What the exercise asks
Please convert the records below into a two-column CSV with the header input,output and one row per record, where input holds the record's text and output holds its answer. Put each field in double quotes and replace any line breaks inside a field with spaces.

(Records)
▼
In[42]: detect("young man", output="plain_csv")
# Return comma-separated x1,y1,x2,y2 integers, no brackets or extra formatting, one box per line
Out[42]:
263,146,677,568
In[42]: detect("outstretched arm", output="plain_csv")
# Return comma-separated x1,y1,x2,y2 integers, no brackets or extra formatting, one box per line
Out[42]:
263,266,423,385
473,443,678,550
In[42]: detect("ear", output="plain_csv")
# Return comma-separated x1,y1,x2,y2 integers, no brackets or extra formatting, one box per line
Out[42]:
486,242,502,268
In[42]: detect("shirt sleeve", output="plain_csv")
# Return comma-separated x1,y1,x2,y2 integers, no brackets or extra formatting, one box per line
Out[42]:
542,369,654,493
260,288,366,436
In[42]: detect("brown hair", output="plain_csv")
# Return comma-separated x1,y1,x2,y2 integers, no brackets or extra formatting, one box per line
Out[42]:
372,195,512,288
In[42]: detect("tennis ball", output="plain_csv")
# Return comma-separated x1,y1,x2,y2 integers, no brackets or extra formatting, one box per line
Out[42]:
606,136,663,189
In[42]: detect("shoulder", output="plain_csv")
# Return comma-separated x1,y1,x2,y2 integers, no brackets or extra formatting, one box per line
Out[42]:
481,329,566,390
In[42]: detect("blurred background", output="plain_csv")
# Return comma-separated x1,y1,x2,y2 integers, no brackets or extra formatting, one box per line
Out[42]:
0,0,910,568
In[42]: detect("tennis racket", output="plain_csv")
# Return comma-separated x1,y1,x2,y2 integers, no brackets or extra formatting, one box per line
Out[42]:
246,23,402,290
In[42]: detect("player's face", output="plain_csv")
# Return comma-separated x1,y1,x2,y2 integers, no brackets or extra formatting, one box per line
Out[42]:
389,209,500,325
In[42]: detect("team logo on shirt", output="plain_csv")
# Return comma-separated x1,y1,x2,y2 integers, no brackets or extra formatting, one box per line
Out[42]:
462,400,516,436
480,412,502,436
▲
Answer to this task
input,output
"In[42]: detect(""young man"", output=""plain_csv"") # Return comma-separated x1,y1,x2,y2 integers, no brackets or extra formatting, one box per line Out[42]:","263,146,677,568"
"In[42]: detect(""outstretched arm"", output=""plain_csv"") # Return comma-separated x1,y1,x2,y2 integers, no brackets or extra formatting, one box per line Out[42]:","263,266,423,385 473,443,678,550"
"In[42]: detect(""ear"", output=""plain_csv"") # Return comma-separated x1,y1,x2,y2 integers, no brackets or extra formatting, one box per line Out[42]:","486,242,502,268"
"In[42]: detect(""shirt sleeve"", output=""plain_csv"") # Return comma-separated x1,y1,x2,y2 integers, no brackets or extra formatting, one box per line Out[42]:","542,369,654,493 260,288,366,436"
"In[42]: detect(""brown hair"", output=""plain_csv"") # Return comma-separated x1,y1,x2,y2 integers, no brackets or extra formatting, one box per line Out[42]:","372,195,512,288"
"In[42]: detect(""tennis ball"", output=""plain_csv"") # Return comma-separated x1,y1,x2,y2 integers, no brackets or extra formatting, one box per line Out[42]:","606,136,663,189"
"In[42]: detect(""shoulder"", output=""plain_csv"") # Return comma-separated x1,y1,x2,y2 integers, no brackets or extra formatting, one box per line Out[42]:","481,329,566,390"
"In[42]: detect(""blurred background"", output=""plain_csv"") # Return comma-separated x1,y1,x2,y2 integers, no brackets or extra formatting, one box per line Out[42]:","0,0,910,568"
"In[42]: detect(""tennis racket"", output=""plain_csv"") # Return comma-separated x1,y1,x2,y2 integers, no brackets or extra formatting, one box per line Out[42]:","246,23,402,290"
"In[42]: detect(""player's face"", output=""plain_csv"") # Return comma-separated x1,y1,x2,y2 integers, no brackets or extra formatting, one box per line Out[42]:","389,209,500,325"
"In[42]: detect(""team logo on shirt"", output=""plain_csv"") # Return comma-separated x1,y1,x2,y2 integers, no brackets or extra formatting, one box per line Out[42]:","462,400,516,436 480,412,502,436"